Try it
An exact copy of all the data below is needed, without its pictures.

Supplied records
□ □ □

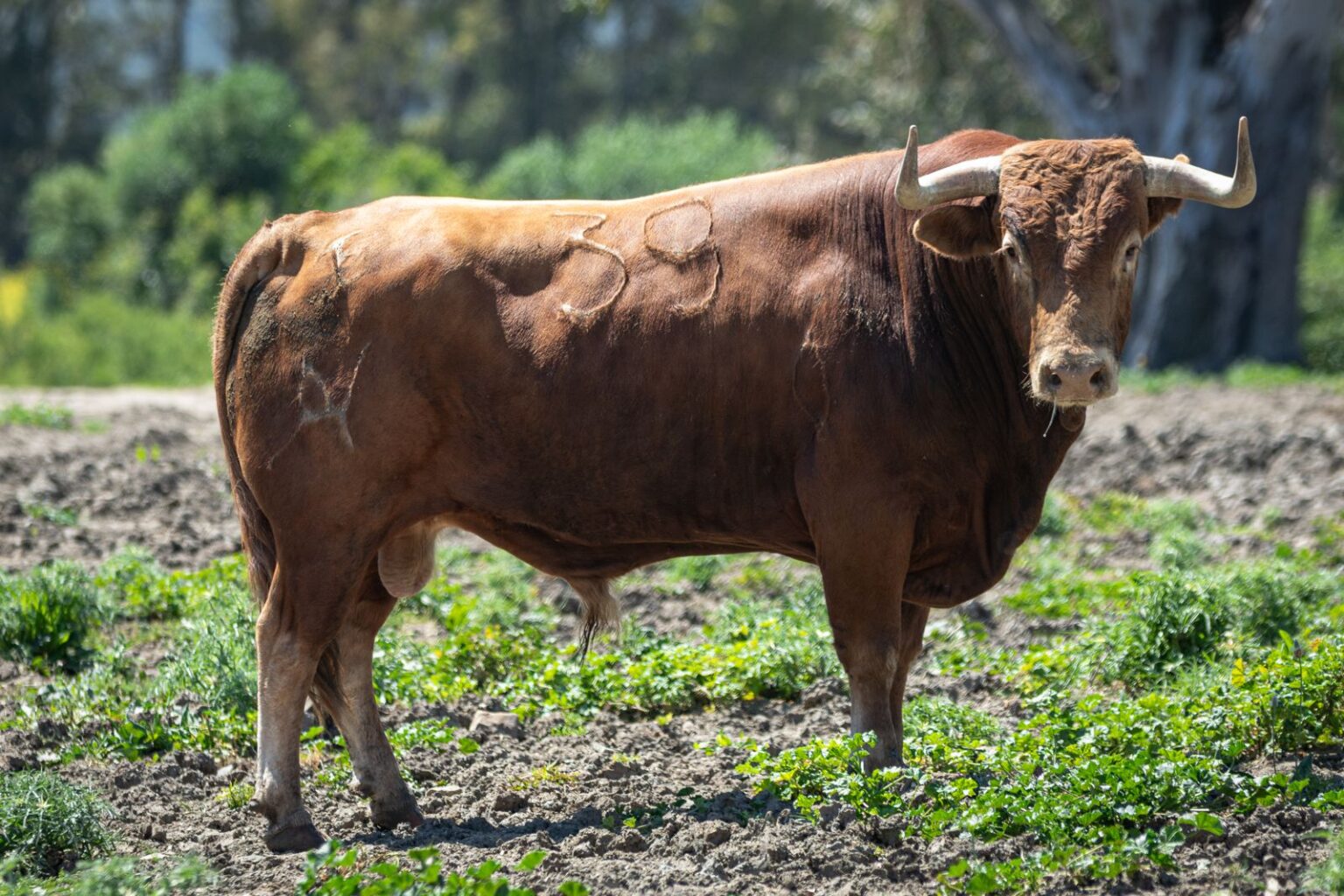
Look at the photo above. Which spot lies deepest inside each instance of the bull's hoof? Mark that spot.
(396, 812)
(293, 836)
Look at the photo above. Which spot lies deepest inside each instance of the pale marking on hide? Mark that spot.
(581, 240)
(335, 248)
(679, 256)
(333, 404)
(672, 253)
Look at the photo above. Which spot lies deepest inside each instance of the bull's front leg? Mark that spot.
(863, 579)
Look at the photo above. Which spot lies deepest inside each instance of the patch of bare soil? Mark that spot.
(1236, 453)
(150, 473)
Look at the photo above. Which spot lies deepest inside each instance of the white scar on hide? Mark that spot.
(332, 403)
(581, 240)
(684, 251)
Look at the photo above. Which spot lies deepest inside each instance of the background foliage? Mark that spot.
(142, 143)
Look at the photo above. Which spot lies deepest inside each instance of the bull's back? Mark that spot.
(593, 371)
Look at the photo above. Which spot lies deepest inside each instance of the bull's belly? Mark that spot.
(570, 557)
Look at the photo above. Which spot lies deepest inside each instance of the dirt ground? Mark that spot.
(144, 468)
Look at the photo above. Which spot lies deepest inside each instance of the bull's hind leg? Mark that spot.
(300, 620)
(376, 774)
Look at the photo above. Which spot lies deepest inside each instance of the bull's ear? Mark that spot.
(1160, 210)
(1163, 207)
(958, 231)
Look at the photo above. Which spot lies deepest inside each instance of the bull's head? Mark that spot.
(1065, 236)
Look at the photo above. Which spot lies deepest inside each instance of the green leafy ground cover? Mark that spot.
(1130, 723)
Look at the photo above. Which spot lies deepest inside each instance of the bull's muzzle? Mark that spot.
(1075, 378)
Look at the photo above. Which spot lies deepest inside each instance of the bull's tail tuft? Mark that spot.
(601, 610)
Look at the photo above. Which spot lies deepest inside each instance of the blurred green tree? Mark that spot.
(634, 158)
(1175, 75)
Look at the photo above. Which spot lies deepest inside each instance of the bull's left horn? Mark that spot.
(965, 178)
(1171, 178)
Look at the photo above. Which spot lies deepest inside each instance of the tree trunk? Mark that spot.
(29, 35)
(1215, 285)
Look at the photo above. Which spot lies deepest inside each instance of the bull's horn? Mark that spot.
(970, 178)
(1168, 178)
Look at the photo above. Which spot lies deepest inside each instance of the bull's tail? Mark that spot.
(256, 262)
(255, 265)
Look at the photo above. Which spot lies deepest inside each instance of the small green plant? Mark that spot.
(148, 453)
(235, 795)
(47, 416)
(52, 514)
(49, 615)
(46, 822)
(541, 777)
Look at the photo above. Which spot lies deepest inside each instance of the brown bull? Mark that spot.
(790, 361)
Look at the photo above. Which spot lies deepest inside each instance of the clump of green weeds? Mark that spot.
(138, 589)
(332, 871)
(117, 876)
(47, 823)
(1102, 786)
(1175, 620)
(49, 615)
(47, 416)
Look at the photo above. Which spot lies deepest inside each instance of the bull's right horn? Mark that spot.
(965, 178)
(1172, 178)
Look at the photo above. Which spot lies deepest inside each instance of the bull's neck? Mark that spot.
(952, 333)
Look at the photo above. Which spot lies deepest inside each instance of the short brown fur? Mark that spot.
(772, 363)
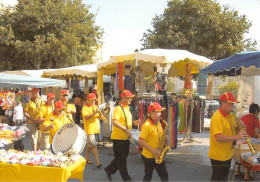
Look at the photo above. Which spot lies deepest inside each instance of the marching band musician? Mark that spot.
(90, 115)
(70, 108)
(251, 123)
(44, 111)
(150, 136)
(55, 120)
(223, 134)
(31, 112)
(122, 125)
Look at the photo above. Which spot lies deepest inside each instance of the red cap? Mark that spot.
(64, 92)
(58, 105)
(155, 106)
(228, 97)
(50, 95)
(92, 96)
(34, 89)
(126, 93)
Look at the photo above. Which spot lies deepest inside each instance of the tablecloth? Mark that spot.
(18, 172)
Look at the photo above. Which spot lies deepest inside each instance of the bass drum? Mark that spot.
(70, 139)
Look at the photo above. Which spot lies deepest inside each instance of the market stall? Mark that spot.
(20, 81)
(74, 74)
(129, 71)
(39, 166)
(246, 65)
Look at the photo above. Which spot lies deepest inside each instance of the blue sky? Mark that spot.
(125, 21)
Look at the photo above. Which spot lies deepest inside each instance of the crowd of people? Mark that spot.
(44, 118)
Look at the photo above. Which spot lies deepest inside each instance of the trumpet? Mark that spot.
(241, 126)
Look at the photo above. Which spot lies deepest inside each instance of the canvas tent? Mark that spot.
(147, 60)
(247, 65)
(20, 81)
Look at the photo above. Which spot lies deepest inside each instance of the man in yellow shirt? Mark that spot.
(55, 120)
(150, 136)
(223, 134)
(44, 111)
(122, 125)
(90, 115)
(31, 112)
(69, 108)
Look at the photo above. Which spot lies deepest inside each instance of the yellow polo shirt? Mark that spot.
(58, 122)
(32, 108)
(152, 134)
(92, 125)
(70, 106)
(224, 124)
(44, 111)
(118, 134)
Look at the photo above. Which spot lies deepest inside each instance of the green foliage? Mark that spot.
(200, 26)
(39, 34)
(232, 87)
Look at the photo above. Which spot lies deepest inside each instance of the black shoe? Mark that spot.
(108, 174)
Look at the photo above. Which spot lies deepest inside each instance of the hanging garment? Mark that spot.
(142, 84)
(112, 84)
(127, 81)
(116, 91)
(120, 76)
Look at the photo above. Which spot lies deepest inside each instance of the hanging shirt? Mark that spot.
(221, 123)
(58, 122)
(44, 111)
(152, 134)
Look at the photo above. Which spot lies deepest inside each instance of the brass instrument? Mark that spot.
(163, 147)
(241, 126)
(102, 112)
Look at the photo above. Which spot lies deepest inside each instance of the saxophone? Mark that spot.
(164, 148)
(241, 126)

□ □ □

Written response
Look at the photo above. Which spot lies deepest inside each instance of the bull's hoof? Mark that spot.
(396, 812)
(293, 836)
Look at the photo above. Which spot lies deepest inside each instance of the pale marking on hide? Mark that spot.
(581, 240)
(335, 248)
(679, 256)
(333, 404)
(672, 253)
Look at the photo above. Which spot lies deepest inside each instance of the bull's front leg? Mark that spot.
(863, 579)
Look at the photo above. Which spot lies deepest inside each instance of the patch of bare soil? Mark that spot.
(1236, 453)
(150, 473)
Look at the photo above. Which spot lies deepest inside each instance of the white scar on hide? Mark that spot.
(332, 403)
(581, 240)
(684, 251)
Look at the photo above. Which spot lies deepest inside each instance of the background foliage? Mark that spot.
(142, 143)
Look at the photo above. Which spot lies deepest inside each instance of the bull's back? Mark that spot.
(593, 371)
Look at the photo above. Which spot lies deepest inside each instance of the bull's belly? Mark that spot.
(570, 557)
Look at the photo above. Which spot lies deepest inside each instance of the dirt ground? Mark that spot.
(144, 468)
Look at the photo above. Which spot lies deepest inside each instance of the bull's hind leg? Mark that spot.
(300, 620)
(376, 774)
Look at the photo above. Which spot lies deepest inside each instance of the bull's ear? Mark that spot.
(1160, 210)
(1163, 207)
(958, 231)
Look at the photo above. Which spot lies deepest inside each instance of the bull's head? Mark that spot.
(1065, 236)
Look at the photo above. Which spot lies deepest inside each instance of the green leafy ground cover? Mark that spot.
(1130, 723)
Look at the photo above. Which spot lies deepest inside each instance of the bull's muzzle? Mark that spot.
(1075, 378)
Look at the photo above. Which spot lies deepest inside each instance of the bull's tail tuft? Mark that spot.
(601, 610)
Look at the photo above. Which spot lies deepest inside each instance of the blurred green tree? Mark that spot.
(634, 158)
(1175, 75)
Look at the photo above. Which spot lies deepest inside each instance of the bull's left horn? Mark that spot.
(965, 178)
(1171, 178)
Look at the photo above. Which spot lies deepest inside each instance of the tree trunk? Mark that spot.
(29, 35)
(1215, 285)
Look at the photo above. Which spot lies deepest inside each instance of the bull's horn? Mark that spot.
(970, 178)
(1168, 178)
Look at the photo above. Which spot lies deepest inside each instance of the bull's tail? Mark that spot.
(256, 262)
(255, 265)
Look at the photo above. Which spot lies deepest inside each instance of the small green plant? Mark that spot.
(148, 453)
(235, 795)
(47, 416)
(52, 514)
(49, 615)
(46, 822)
(541, 777)
Look at the photo above. Which spot lies deepest inside each instance of the brown bull? Mark that spot.
(790, 361)
Look at the photo above. Which spot lies deepest inside each instance of the clump of green weeds? Mark that spot.
(138, 589)
(332, 871)
(117, 876)
(47, 823)
(1102, 786)
(1175, 620)
(49, 615)
(47, 416)
Look at the photo above. Which spot lies deepest inside each instance of the bull's right horn? Mark that spot.
(965, 178)
(1172, 178)
Look at the photo above. Which spot lies deepest inside each instance of the bull's neck? Mark that spot.
(952, 333)
Look at the photo above. Which spot lies deepest inside each instance of the short brown fur? Mark that spot.
(772, 363)
Look at the photo above. Which spot lies deepest inside each instance of the marching band musician? Mark that spot.
(90, 115)
(70, 108)
(251, 123)
(44, 111)
(150, 136)
(55, 120)
(223, 134)
(31, 112)
(122, 125)
Look at the photo above. Which spot lies deepest inside each instance of the red cap? Mark that spot.
(64, 92)
(58, 105)
(155, 106)
(228, 97)
(50, 95)
(92, 96)
(34, 89)
(126, 93)
Look at the photo above. Which spot lies deepest inside each instance of the tablecloth? Mark that spot.
(18, 172)
Look at the photo above. Which spot lies deepest inside each instance of the bass drum? Mark that spot.
(70, 139)
Look at the photo above. Which spot lies deepest inside each instance of the market stall? Mark that spot.
(20, 81)
(74, 74)
(129, 71)
(39, 166)
(246, 65)
Look at the photo above. Which spot lies deepest inside each instance of the blue sky? Mark that spot.
(125, 21)
Look at the photo above. Which spot lies deepest inside each instance of the crowd of people? Mark that spot.
(44, 118)
Look at the photo above. Which spot lies deepest inside each instance of the trumpet? Mark that spot.
(241, 126)
Look at the photo above. Which spot lies deepest inside each instance of the canvas tent? Mark that spot.
(147, 60)
(247, 65)
(20, 81)
Look at the photo above. Which spot lies deepest inside each instance of the man in yellow shirt? Mark that spot.
(55, 120)
(150, 136)
(223, 134)
(44, 111)
(122, 125)
(90, 115)
(31, 112)
(69, 108)
Look at the photo above. Which spot lies deepest inside each instance of the yellow polo shirt? Mark that spot.
(58, 122)
(32, 108)
(152, 134)
(92, 125)
(70, 106)
(224, 124)
(44, 111)
(118, 134)
Look at the photo above. Which spot lies deepest inside each instance of the green foliage? Mark that spot.
(200, 26)
(39, 34)
(232, 87)
Look at the photo above. Which spot lies deepest inside each instance of the black shoe? Mark that spot.
(108, 174)
Look at the photo above. Which spot lies deepest inside each instance of the hanging garment? Mark that spot.
(142, 84)
(112, 84)
(127, 81)
(116, 91)
(120, 76)
Look at the photo above. Which spot lies deepest inside each instance of the hanging shirt? Mark that spot.
(221, 123)
(58, 122)
(44, 111)
(152, 134)
Look at the photo above. Which spot lies deepest inside each instance of the brass instrument? Mark that spot.
(163, 147)
(241, 126)
(102, 112)
Look at the photo above. Which spot lies deepest inside each instance of the saxophone? Mark that spot.
(164, 148)
(241, 126)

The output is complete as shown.